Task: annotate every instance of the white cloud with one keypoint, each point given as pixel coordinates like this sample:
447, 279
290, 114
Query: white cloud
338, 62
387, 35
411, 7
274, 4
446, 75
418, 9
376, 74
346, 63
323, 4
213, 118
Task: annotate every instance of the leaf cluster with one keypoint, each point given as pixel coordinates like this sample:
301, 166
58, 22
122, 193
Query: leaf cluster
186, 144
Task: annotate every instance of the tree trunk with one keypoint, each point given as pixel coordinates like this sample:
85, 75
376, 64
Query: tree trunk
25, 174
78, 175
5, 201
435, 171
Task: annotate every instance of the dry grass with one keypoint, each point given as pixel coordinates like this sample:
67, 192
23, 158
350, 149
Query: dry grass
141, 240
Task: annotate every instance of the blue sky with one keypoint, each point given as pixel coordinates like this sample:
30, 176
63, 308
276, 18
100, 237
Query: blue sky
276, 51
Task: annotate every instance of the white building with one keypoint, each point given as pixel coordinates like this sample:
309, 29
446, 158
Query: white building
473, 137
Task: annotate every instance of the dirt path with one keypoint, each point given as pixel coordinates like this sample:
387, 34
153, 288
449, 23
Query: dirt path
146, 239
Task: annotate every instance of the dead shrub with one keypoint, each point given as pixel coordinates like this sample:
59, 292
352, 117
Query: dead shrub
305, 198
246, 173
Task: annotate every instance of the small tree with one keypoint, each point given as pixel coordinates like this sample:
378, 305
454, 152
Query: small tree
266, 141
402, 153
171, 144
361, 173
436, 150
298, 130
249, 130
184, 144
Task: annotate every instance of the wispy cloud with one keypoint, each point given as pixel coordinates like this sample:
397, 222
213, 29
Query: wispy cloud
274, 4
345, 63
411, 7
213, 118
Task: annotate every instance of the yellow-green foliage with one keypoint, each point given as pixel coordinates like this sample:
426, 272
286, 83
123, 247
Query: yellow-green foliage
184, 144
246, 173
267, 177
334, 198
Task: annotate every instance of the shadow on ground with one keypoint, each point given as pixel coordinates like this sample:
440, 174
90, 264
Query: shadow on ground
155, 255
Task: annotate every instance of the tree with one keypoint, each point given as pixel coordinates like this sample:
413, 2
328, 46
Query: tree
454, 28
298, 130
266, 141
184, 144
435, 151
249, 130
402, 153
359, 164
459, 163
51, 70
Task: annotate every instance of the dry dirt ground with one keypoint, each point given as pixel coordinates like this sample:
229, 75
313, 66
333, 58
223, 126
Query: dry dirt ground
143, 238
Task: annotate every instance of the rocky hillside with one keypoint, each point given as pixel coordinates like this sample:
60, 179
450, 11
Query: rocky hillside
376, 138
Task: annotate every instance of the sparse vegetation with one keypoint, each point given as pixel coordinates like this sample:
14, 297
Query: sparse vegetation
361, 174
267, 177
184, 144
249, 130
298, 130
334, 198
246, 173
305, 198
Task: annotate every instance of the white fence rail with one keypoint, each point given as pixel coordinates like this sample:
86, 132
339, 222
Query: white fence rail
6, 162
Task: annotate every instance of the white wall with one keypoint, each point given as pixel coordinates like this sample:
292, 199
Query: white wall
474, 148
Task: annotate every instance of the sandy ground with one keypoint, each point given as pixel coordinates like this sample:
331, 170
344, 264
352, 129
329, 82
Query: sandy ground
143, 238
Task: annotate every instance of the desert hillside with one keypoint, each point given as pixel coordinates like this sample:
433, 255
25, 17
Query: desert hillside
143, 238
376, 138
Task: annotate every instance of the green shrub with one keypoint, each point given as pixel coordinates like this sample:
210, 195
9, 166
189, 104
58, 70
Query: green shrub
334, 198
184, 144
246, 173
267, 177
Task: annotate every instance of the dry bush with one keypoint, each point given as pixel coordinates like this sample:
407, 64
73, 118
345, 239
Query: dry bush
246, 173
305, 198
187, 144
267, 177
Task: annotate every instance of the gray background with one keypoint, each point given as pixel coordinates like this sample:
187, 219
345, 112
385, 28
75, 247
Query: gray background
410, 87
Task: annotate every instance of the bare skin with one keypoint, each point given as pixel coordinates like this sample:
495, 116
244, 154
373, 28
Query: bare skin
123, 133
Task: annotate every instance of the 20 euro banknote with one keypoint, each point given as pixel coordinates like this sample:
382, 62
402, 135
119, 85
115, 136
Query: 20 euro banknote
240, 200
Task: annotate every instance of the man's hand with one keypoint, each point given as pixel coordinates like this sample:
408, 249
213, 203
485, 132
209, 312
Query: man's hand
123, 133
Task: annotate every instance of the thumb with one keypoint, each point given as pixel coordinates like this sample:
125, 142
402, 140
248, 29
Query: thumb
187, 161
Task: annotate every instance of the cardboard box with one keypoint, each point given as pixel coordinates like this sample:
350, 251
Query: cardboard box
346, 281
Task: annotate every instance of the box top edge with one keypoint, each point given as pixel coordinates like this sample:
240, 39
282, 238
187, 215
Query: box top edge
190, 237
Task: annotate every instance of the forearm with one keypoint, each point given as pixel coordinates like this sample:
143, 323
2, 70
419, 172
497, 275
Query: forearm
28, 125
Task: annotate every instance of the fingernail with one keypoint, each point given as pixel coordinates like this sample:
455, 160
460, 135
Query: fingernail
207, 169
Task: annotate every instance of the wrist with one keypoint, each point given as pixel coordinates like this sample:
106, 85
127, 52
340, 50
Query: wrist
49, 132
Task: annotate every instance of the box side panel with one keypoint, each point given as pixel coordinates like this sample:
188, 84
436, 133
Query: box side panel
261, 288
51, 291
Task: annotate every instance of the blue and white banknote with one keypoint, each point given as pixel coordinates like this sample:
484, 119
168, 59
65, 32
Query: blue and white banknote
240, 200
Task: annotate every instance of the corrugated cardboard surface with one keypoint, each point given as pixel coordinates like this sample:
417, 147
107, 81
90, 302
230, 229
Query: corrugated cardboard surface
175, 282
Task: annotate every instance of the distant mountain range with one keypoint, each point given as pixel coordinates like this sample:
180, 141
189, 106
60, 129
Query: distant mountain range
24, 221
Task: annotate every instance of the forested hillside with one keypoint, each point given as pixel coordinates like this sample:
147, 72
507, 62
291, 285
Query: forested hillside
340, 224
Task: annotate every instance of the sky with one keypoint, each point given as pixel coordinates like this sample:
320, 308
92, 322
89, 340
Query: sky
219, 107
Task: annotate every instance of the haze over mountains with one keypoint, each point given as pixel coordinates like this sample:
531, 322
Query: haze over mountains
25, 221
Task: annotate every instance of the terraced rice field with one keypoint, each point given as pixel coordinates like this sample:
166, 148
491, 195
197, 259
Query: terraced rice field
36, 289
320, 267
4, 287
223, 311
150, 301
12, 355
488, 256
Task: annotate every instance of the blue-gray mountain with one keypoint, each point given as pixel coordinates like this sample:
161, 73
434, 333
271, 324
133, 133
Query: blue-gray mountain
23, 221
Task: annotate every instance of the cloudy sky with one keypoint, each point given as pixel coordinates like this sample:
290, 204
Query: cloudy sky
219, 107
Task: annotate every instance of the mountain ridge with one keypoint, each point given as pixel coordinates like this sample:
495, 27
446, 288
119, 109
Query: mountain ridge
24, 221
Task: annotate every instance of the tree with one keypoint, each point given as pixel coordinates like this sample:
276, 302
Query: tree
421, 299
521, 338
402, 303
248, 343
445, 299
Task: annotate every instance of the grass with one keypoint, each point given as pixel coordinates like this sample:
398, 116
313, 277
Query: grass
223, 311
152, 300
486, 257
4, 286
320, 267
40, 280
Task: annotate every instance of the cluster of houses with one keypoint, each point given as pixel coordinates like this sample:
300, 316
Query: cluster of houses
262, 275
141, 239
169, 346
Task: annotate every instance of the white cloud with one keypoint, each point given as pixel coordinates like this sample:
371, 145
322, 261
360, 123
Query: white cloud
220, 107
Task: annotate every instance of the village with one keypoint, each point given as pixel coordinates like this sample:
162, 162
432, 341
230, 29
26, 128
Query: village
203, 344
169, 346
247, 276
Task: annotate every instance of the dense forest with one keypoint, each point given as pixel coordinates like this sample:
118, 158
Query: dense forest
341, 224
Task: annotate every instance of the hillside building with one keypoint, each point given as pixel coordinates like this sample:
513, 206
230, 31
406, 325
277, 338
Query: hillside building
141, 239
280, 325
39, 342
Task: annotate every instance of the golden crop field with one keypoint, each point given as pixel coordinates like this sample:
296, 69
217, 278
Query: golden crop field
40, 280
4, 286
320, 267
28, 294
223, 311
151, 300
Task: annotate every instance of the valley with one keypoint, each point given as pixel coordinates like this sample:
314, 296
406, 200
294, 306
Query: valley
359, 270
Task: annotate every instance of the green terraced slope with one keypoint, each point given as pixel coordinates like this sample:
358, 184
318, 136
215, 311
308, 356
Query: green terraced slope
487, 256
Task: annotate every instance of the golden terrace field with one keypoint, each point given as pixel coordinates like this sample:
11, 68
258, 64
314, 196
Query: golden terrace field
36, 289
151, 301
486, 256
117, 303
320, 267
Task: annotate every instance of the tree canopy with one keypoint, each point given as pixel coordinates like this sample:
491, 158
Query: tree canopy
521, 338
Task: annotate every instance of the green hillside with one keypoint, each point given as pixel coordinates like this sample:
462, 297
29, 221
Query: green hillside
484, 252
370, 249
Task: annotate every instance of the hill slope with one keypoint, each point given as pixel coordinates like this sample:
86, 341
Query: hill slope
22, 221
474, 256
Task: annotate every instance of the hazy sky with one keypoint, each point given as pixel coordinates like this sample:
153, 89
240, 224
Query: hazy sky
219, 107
--
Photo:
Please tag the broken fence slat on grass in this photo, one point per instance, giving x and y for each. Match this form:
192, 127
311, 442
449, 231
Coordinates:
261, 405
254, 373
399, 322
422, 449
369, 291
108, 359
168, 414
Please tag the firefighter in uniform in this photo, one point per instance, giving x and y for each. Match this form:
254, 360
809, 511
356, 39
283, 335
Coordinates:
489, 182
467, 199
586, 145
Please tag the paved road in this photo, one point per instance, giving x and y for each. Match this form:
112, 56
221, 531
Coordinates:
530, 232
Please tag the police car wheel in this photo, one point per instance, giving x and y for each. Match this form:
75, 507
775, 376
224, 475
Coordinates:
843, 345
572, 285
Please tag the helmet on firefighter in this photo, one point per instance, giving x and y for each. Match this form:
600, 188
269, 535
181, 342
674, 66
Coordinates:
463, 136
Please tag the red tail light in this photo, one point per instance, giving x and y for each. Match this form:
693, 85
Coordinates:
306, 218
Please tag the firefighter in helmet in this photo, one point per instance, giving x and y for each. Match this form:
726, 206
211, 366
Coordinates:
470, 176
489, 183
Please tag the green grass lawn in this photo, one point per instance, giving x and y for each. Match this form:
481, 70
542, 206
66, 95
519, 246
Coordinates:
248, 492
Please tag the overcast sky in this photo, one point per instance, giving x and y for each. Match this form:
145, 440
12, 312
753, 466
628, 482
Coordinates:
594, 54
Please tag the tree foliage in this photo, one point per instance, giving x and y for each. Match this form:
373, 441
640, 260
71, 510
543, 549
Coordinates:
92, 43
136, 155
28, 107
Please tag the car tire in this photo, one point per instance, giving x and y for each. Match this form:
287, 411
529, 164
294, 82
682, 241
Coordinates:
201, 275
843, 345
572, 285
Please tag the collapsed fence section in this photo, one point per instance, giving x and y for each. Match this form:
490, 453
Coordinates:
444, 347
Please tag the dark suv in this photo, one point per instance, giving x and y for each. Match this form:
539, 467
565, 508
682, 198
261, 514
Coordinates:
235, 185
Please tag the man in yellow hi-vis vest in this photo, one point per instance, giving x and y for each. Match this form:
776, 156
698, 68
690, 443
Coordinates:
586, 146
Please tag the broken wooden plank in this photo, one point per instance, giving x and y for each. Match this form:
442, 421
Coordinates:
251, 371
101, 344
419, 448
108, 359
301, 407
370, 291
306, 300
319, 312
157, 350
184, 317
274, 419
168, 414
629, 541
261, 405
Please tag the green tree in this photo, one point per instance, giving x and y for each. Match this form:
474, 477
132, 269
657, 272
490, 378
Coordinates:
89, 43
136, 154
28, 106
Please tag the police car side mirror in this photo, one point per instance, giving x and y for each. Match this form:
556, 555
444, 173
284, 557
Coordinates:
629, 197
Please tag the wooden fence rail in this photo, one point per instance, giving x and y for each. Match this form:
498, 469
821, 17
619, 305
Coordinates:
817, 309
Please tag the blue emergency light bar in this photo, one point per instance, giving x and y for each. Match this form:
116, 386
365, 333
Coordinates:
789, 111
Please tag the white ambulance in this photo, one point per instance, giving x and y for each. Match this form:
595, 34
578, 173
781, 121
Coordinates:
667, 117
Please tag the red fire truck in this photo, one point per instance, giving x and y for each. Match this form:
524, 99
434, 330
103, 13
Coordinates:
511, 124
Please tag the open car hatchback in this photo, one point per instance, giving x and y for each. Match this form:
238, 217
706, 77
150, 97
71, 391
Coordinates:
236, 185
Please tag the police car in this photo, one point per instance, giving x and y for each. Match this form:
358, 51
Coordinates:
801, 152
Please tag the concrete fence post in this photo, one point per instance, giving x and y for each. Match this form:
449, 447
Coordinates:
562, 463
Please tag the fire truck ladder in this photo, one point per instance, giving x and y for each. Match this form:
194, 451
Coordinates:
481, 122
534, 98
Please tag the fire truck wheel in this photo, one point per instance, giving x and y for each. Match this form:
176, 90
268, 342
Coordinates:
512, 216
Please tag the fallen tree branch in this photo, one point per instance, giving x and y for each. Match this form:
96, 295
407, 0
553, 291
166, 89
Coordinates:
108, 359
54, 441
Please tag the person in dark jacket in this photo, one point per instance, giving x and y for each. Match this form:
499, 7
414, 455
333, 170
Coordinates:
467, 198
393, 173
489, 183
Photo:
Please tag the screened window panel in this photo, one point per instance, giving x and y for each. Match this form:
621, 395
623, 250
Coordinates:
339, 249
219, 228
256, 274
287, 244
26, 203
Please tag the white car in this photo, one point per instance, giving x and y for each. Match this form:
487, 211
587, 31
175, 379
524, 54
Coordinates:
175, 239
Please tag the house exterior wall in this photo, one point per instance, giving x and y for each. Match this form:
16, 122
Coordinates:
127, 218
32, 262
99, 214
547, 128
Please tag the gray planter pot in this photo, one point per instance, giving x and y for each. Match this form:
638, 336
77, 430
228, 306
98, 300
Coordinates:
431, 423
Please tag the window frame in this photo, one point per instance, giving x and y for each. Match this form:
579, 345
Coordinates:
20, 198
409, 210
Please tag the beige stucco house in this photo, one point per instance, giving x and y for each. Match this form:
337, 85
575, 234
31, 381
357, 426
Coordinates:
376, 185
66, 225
---
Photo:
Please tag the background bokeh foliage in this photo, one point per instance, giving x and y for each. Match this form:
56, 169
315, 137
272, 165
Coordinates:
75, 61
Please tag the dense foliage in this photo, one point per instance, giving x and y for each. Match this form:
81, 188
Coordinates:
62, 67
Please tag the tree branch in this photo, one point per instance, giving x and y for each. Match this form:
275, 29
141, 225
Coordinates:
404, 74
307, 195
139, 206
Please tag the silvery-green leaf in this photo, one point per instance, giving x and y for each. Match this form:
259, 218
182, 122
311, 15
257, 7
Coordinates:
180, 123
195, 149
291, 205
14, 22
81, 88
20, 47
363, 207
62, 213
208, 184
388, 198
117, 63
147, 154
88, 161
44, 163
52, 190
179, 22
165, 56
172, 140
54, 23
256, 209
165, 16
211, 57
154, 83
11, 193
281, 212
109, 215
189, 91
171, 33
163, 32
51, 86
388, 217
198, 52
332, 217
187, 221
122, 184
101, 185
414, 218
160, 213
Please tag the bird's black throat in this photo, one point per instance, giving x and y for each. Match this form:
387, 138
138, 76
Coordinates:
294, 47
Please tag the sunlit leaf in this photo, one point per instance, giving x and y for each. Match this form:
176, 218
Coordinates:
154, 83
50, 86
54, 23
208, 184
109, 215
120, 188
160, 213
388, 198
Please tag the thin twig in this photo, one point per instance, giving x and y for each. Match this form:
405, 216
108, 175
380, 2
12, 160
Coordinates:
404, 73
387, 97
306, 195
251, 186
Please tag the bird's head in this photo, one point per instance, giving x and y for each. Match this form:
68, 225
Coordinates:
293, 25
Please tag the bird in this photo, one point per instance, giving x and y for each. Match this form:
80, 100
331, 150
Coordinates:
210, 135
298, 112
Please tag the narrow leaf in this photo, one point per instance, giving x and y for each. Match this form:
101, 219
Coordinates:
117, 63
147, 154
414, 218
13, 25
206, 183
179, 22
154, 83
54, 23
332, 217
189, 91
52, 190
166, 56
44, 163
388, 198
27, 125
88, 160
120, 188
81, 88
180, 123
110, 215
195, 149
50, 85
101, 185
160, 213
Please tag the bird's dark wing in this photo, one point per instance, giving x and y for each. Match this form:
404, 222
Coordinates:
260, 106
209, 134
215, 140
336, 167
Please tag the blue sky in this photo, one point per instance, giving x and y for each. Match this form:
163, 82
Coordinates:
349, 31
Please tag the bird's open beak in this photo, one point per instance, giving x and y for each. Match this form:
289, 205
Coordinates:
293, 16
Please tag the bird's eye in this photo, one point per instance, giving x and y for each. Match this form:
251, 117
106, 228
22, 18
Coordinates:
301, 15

• _Prompt_
Show each line of the listing that holds the string "firefighter".

• _Answer space_
Please tag the firefighter in uniform in this photo, one point per instance, giving x and y for each. Match this form:
Please tag the helmet on firefighter in this photo, one point per instance, giving x and y for each. Match this form:
Please tag the firefighter in helmet in this photo, one point per instance, giving x and y for each. Match this form:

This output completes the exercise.